* Exercise *
Copy out the lines from the one with "to locate overcast" through the last line, requests included, and shift the answers by adding 74 to each of their box coordinates.

* Provided material *
===
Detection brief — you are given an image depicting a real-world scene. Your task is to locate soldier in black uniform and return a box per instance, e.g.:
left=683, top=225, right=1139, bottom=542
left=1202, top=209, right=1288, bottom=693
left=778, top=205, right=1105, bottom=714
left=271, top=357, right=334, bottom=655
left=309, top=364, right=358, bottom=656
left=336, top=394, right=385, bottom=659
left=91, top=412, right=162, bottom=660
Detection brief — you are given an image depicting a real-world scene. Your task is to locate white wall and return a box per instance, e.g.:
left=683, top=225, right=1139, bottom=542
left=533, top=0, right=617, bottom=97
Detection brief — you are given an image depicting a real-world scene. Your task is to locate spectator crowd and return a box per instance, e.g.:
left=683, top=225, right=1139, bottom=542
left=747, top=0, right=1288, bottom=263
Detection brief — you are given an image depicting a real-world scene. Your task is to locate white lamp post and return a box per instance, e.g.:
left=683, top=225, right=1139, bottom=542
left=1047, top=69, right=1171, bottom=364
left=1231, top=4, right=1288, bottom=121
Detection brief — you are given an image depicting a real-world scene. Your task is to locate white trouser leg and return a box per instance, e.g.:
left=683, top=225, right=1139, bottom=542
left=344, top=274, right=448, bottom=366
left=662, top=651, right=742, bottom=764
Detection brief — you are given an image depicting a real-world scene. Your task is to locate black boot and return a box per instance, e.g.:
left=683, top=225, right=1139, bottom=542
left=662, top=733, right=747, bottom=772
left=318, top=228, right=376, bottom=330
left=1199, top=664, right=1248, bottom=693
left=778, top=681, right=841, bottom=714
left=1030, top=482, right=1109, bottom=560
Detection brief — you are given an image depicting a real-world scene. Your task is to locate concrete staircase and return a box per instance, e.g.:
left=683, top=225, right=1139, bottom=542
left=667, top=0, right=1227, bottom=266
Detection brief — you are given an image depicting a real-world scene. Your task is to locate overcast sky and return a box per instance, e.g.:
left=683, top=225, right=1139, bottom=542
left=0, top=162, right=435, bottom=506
===
* Solution for this problem *
Detection brief — you are given an image depicting a real-world scene. Your task is to locate overcast sky and return a box per instance, e.g.:
left=683, top=225, right=1139, bottom=542
left=74, top=236, right=509, bottom=580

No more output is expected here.